▸ **Work to be completed**
What you return should match the data exactly, from the first line to the last.

####################

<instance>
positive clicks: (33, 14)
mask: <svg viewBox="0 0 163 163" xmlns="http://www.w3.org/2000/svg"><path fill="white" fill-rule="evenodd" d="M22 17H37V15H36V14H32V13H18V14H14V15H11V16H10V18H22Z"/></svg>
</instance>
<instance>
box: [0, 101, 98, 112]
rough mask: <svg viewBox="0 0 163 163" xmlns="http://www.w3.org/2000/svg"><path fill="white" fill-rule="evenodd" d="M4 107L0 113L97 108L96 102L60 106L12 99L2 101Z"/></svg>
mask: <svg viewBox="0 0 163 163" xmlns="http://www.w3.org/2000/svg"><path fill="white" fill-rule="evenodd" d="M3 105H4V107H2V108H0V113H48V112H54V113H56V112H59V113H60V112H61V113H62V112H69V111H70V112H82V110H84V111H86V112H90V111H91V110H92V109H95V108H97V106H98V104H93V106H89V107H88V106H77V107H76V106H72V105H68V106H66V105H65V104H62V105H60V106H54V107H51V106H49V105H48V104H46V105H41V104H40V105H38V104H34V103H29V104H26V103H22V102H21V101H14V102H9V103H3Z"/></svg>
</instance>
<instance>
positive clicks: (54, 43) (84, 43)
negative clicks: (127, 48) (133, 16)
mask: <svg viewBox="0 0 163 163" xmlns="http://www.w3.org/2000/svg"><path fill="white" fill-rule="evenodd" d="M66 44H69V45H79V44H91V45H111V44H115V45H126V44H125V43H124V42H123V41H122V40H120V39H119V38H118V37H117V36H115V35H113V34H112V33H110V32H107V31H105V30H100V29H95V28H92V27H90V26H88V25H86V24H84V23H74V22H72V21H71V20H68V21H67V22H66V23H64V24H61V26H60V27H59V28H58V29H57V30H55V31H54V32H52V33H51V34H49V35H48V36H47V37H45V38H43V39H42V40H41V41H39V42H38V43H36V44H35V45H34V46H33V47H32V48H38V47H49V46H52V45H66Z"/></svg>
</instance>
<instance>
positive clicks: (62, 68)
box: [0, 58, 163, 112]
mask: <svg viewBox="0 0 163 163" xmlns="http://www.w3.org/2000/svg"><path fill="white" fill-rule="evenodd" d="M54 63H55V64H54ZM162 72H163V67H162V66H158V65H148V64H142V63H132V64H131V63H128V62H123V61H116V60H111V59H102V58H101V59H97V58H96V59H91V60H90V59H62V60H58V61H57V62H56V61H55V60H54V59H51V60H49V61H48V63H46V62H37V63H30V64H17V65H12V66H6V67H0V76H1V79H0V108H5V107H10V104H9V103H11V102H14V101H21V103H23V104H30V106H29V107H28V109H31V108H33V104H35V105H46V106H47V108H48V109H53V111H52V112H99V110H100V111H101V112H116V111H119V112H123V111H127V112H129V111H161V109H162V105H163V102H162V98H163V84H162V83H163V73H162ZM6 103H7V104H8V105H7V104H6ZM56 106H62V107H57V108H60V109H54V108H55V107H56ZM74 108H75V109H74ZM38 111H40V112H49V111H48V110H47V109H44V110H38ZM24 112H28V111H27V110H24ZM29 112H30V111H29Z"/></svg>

####################

▸ **Solution below**
<instance>
positive clicks: (33, 14)
mask: <svg viewBox="0 0 163 163" xmlns="http://www.w3.org/2000/svg"><path fill="white" fill-rule="evenodd" d="M22 17H37V15H36V14H32V13H18V14H14V15H11V16H10V18H22Z"/></svg>
</instance>
<instance>
box: [0, 101, 98, 112]
rough mask: <svg viewBox="0 0 163 163" xmlns="http://www.w3.org/2000/svg"><path fill="white" fill-rule="evenodd" d="M4 107L0 113L97 108L96 102L60 106L12 99L2 101Z"/></svg>
mask: <svg viewBox="0 0 163 163" xmlns="http://www.w3.org/2000/svg"><path fill="white" fill-rule="evenodd" d="M3 105H4V107H2V108H0V113H48V112H54V113H56V112H59V113H60V112H61V113H62V112H69V111H70V112H82V110H84V111H86V112H90V111H91V110H92V109H95V108H97V106H98V104H93V106H89V107H88V106H77V107H76V106H72V105H68V106H66V105H65V104H62V105H60V106H54V107H51V106H49V105H48V104H46V105H41V104H40V105H38V104H34V103H29V104H26V103H22V102H21V101H14V102H9V103H3Z"/></svg>
</instance>
<instance>
positive clicks: (54, 43) (84, 43)
negative clicks: (127, 48) (133, 16)
mask: <svg viewBox="0 0 163 163" xmlns="http://www.w3.org/2000/svg"><path fill="white" fill-rule="evenodd" d="M66 44H69V45H79V44H91V45H111V44H115V45H126V44H125V43H124V42H123V41H122V40H120V39H119V38H118V37H117V36H115V35H113V34H112V33H110V32H107V31H105V30H100V29H95V28H92V27H90V26H88V25H86V24H84V23H74V22H72V21H71V20H68V21H67V22H66V23H64V24H61V26H60V27H59V28H58V29H57V30H55V31H54V32H52V33H51V34H49V35H48V36H47V37H45V38H43V39H42V40H41V41H39V42H38V43H36V44H35V45H34V46H33V47H32V48H38V47H49V46H52V45H66Z"/></svg>
</instance>
<instance>
positive clicks: (62, 68)
box: [0, 58, 163, 112]
mask: <svg viewBox="0 0 163 163" xmlns="http://www.w3.org/2000/svg"><path fill="white" fill-rule="evenodd" d="M54 63H55V64H54ZM162 72H163V67H162V66H158V65H148V64H142V63H132V64H131V63H128V62H123V61H116V60H111V59H102V58H101V59H97V58H96V59H91V60H90V59H62V60H58V61H57V62H56V61H55V60H54V59H51V60H49V61H48V63H46V62H37V63H30V64H17V65H12V66H6V67H0V76H1V79H0V108H5V107H10V104H9V103H11V102H14V101H21V103H23V104H30V106H29V107H28V109H31V108H33V104H35V105H46V106H47V108H48V109H53V111H52V112H99V110H100V111H101V112H116V111H119V112H123V111H127V112H129V111H161V109H162V105H163V102H162V98H163V84H162V83H163V73H162ZM6 103H7V104H8V105H7V104H6ZM56 106H62V107H57V108H60V109H54V108H55V107H56ZM74 108H75V109H74ZM38 111H40V112H49V111H48V110H47V109H44V110H38ZM24 112H28V111H27V110H24ZM29 112H30V111H29Z"/></svg>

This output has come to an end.